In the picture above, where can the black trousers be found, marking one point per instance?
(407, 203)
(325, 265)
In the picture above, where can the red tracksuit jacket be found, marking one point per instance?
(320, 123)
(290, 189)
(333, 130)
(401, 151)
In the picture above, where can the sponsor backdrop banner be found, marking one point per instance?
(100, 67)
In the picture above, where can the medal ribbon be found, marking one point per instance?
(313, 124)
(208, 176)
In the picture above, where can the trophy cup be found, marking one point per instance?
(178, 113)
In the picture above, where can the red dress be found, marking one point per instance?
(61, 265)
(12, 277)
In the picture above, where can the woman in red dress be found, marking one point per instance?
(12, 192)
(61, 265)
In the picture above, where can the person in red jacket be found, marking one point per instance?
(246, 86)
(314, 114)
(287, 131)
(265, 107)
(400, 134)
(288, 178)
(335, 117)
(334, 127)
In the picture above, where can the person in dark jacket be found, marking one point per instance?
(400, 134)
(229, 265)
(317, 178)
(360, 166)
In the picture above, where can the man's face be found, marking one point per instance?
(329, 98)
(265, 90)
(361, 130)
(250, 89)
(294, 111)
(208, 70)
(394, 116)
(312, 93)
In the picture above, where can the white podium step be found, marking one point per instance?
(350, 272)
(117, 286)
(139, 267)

**TO DO**
Your reply should consist only of the lines from the one containing "In the picture above, where can the red tracksuit" through the last line of the records, each reproduced exactly.

**RESULT BELOW**
In the picture above, where can the red tracksuit jacket be found, marking one point per instance?
(320, 123)
(290, 189)
(333, 130)
(401, 151)
In the picture above, where can the sponsor backdrop banner be found, marking one point per instance?
(100, 67)
In the picture above, where can the medal ribbon be found, marking one point per instance?
(313, 124)
(208, 176)
In the picture above, where can the trophy cup be found, marking one point per instance?
(178, 113)
In the picture above, where can the red dress be found, marking one point per instance?
(61, 265)
(12, 277)
In the picture above, where can the woman in red dress be found, marking one point per instance?
(12, 192)
(61, 265)
In the picture above, where can the person in red jacket be found, marking one point per instance?
(246, 86)
(314, 114)
(287, 131)
(265, 107)
(400, 134)
(288, 178)
(335, 117)
(334, 127)
In the picture above, where can the person in dark jacket be found, marking one point per instance?
(400, 134)
(229, 265)
(317, 178)
(360, 166)
In the picture above, where can the man's face be found, marking one point per instance?
(329, 98)
(265, 90)
(361, 130)
(250, 89)
(294, 111)
(208, 70)
(394, 116)
(312, 93)
In the picture above, where can the white podium step be found, marking one point per instance?
(350, 272)
(117, 286)
(139, 267)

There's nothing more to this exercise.